PASSAGE SHOWN
◇ ◇ ◇
2061. Veteran's Willingness to Travel for Inpatient and Outpatient Medical Care
Ciaran S Phibbs, PhD, VA Palo Alto Healthcare System and Stanford University, J Zwanziger, University of Illinois, CM Kane,
University of Rochester, AK Schmitt,
VA Palo Alto Healthcare System
Objectives: Previous work has found that travel time or distance affects demand for inpatient or outpatient care. No one, however, has examined this issue for both types of care using the same patients. This study looks at how distance affects veterans’ use of inpatient and outpatient VA medical care.
Methods: Data from the US Census, the Survey of Veterans, and VA pension data were used to estimate the number of veterans in each ZIP code eligible for VA health care. VA utilization data were used to determine the number of veterans in each ZIP who used VA care. The regular non-VA providers of health care to residents of each ZIP were identified from Medicare data. Regression models were used to examine how distance to VA and non-VA providers affected veterans’ use of VA services.
Results: Most eligible veterans do not receive care at VA (use rates, 5% inpatient, 20% outpatient). For inpatient care, use fell rapidly as distance increased up to 15 miles, but had very limited effect for longer distances. The use of outpatient care was even more sensitive to added distance, especially for short distances. Added distance had a greater effect on the number of outpatient visits than it did on the decision to use any VA outpatient care.
Conclusions: While travel distance affects the demand for both outpatient and inpatient care, outpatient care is more sensitive to additional travel.
Impact: These results support the recent VA efforts to improve veterans’ geographic access to outpatient care.
◇ ◇ ◇
PROVIDED DATA
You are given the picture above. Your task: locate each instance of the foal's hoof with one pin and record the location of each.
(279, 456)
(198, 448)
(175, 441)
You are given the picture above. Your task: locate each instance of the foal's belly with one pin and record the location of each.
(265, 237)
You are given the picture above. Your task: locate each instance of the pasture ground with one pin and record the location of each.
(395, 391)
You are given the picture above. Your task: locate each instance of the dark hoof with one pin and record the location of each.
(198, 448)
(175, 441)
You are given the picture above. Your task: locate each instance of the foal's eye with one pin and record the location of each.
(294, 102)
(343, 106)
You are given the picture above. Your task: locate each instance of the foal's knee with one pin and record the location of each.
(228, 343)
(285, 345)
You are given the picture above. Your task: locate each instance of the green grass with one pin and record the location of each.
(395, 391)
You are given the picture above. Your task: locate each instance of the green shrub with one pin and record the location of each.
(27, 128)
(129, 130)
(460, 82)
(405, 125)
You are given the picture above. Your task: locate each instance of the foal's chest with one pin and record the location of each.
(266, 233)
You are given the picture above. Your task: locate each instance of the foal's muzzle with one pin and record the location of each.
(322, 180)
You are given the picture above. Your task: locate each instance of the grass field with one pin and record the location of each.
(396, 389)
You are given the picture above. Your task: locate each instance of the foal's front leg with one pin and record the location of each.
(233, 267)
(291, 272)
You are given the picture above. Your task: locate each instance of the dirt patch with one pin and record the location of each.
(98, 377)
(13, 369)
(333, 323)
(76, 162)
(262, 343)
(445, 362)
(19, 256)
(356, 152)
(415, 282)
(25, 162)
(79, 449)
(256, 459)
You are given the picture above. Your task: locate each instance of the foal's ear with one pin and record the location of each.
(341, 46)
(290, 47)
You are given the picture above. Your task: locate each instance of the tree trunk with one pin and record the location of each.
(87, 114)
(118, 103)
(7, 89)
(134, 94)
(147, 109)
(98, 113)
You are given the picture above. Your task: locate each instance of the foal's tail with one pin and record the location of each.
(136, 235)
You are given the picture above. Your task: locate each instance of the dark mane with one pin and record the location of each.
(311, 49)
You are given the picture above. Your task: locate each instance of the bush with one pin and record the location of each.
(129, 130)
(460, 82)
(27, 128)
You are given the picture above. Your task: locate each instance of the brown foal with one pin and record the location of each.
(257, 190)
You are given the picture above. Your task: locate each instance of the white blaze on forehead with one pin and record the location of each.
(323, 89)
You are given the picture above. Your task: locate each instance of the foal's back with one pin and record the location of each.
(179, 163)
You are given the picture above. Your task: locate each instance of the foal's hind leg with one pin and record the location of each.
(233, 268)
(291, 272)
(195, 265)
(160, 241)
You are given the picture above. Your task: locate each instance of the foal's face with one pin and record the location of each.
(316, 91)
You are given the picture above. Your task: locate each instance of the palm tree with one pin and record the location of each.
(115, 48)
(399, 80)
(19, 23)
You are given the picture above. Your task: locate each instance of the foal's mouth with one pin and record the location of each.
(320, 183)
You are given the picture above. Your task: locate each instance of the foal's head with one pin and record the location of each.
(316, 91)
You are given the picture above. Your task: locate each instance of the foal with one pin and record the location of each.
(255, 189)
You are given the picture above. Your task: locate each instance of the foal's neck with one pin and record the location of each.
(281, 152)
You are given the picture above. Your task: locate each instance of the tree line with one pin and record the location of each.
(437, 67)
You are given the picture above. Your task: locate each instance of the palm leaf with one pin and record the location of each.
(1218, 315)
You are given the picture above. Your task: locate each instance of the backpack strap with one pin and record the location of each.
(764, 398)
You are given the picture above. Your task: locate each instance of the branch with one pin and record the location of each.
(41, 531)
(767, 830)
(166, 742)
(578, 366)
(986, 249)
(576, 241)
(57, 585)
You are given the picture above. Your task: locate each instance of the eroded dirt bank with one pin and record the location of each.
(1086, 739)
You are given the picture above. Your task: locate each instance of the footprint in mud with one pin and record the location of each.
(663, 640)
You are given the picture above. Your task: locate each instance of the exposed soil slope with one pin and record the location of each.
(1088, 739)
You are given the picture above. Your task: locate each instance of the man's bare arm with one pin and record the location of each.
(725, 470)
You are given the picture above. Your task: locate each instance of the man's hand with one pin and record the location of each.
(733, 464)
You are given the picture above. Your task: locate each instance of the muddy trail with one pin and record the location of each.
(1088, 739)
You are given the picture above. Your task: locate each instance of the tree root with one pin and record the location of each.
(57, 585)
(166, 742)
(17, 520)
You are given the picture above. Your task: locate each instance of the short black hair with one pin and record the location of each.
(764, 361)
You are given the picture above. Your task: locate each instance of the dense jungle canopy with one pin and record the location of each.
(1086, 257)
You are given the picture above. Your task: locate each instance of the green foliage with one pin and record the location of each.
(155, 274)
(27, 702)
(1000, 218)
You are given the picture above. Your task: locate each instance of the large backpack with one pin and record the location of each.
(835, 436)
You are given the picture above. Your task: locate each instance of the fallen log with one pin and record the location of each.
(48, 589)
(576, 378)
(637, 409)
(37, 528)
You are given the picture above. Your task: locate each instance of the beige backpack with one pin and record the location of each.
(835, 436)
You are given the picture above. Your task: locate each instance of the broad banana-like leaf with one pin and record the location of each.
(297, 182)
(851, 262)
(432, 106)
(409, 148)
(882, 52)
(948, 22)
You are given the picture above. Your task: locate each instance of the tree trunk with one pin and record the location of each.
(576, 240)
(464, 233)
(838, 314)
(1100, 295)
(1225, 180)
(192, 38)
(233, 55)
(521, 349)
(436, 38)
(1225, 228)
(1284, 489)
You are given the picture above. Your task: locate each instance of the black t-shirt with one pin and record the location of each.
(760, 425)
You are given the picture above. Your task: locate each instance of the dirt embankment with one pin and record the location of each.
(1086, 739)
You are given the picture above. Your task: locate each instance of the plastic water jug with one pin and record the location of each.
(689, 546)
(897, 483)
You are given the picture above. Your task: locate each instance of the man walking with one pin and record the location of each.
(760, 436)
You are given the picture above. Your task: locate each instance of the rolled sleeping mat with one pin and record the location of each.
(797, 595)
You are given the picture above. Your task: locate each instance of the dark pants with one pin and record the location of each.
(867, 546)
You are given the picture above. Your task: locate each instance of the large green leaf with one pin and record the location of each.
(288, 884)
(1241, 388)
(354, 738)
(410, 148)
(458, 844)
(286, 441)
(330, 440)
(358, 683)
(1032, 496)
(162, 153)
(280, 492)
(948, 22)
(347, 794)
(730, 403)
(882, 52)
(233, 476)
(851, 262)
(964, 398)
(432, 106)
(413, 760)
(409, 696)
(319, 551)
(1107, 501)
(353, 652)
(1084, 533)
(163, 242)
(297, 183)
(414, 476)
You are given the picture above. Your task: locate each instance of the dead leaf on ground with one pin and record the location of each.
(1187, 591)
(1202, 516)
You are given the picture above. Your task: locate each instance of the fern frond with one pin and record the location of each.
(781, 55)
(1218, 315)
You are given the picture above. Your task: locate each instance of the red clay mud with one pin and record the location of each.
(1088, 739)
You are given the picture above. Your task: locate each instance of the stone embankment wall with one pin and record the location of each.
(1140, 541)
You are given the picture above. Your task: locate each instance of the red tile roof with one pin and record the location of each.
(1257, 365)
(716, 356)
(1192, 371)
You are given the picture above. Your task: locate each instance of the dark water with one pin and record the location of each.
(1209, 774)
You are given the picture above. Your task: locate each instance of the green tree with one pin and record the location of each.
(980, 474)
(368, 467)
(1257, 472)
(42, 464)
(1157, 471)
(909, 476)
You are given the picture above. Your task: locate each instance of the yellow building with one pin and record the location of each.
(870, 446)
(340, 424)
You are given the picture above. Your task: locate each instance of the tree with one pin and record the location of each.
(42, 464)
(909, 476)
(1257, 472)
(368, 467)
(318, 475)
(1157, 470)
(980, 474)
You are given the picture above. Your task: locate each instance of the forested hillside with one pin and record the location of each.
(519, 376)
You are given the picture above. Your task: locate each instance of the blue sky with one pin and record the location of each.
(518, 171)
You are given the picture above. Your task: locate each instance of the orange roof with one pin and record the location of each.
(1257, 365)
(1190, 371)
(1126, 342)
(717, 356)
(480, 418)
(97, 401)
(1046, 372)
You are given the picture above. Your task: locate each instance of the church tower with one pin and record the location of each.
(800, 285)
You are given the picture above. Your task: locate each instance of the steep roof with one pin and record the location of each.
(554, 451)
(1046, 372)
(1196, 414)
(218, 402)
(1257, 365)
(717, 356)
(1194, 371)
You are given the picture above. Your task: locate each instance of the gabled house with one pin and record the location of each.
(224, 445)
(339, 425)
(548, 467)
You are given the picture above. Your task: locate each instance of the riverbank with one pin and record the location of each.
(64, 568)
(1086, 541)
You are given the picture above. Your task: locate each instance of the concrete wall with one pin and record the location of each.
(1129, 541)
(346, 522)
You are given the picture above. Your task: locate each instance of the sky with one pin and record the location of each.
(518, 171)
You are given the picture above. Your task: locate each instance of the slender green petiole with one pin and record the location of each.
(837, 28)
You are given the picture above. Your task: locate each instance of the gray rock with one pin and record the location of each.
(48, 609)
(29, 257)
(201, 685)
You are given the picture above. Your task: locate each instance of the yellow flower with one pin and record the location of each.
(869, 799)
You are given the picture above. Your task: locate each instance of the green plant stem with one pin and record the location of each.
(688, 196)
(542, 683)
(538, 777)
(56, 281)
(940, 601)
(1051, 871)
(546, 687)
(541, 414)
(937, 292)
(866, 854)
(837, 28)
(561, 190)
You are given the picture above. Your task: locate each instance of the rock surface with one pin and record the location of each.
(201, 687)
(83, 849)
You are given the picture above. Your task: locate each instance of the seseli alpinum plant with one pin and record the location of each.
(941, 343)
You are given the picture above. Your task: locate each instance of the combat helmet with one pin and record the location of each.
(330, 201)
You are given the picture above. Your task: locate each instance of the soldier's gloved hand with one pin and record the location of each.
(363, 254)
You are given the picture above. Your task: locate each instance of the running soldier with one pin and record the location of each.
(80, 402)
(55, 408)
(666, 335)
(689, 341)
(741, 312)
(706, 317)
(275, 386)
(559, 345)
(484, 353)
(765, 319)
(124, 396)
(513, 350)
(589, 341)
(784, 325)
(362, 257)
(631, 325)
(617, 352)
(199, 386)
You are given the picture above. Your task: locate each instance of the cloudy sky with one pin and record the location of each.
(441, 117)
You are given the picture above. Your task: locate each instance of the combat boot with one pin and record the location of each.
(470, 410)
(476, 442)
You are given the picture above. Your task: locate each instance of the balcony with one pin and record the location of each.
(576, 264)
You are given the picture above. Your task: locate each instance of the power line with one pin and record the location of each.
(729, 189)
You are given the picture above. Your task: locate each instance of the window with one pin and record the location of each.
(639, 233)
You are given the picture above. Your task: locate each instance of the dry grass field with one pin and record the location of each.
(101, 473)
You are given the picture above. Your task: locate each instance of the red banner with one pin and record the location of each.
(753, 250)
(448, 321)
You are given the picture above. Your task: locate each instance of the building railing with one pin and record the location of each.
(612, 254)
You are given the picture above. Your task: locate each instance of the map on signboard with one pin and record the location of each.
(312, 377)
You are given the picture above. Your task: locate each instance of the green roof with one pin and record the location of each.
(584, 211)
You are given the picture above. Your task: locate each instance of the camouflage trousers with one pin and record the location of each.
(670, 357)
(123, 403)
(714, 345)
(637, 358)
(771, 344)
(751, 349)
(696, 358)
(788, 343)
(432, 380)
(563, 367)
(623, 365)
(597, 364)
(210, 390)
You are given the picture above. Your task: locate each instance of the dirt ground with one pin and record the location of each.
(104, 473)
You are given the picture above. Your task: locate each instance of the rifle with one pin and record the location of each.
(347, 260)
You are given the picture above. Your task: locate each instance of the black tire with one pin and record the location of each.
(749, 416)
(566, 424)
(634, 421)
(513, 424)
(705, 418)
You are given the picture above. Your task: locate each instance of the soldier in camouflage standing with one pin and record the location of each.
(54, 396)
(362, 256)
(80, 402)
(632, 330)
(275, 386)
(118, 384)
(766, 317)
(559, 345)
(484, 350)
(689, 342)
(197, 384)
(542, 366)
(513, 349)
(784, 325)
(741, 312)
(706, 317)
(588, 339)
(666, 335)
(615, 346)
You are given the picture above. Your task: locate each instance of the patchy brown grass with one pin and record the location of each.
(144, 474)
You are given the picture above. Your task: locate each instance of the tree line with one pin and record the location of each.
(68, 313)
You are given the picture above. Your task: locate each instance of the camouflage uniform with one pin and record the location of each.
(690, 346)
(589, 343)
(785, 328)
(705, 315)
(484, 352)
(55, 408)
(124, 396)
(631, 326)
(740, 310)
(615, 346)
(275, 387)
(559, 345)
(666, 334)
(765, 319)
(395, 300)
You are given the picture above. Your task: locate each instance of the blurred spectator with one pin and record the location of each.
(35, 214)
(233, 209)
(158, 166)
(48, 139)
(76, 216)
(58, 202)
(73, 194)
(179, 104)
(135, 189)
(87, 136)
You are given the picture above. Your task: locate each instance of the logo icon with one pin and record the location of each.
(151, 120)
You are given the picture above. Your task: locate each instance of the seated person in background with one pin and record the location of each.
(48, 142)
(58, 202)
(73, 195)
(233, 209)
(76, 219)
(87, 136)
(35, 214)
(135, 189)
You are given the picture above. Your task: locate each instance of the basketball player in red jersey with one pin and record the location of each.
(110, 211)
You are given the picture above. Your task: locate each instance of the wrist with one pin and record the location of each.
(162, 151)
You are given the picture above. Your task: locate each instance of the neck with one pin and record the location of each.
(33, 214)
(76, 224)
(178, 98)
◇ ◇ ◇
INSTRUCTIONS TO FOLLOW
In the abstract on veterans' travel for medical care, up to what distance did inpatient use fall rapidly as distance increased?

THE COMPLETED TASK
Up to 15 miles.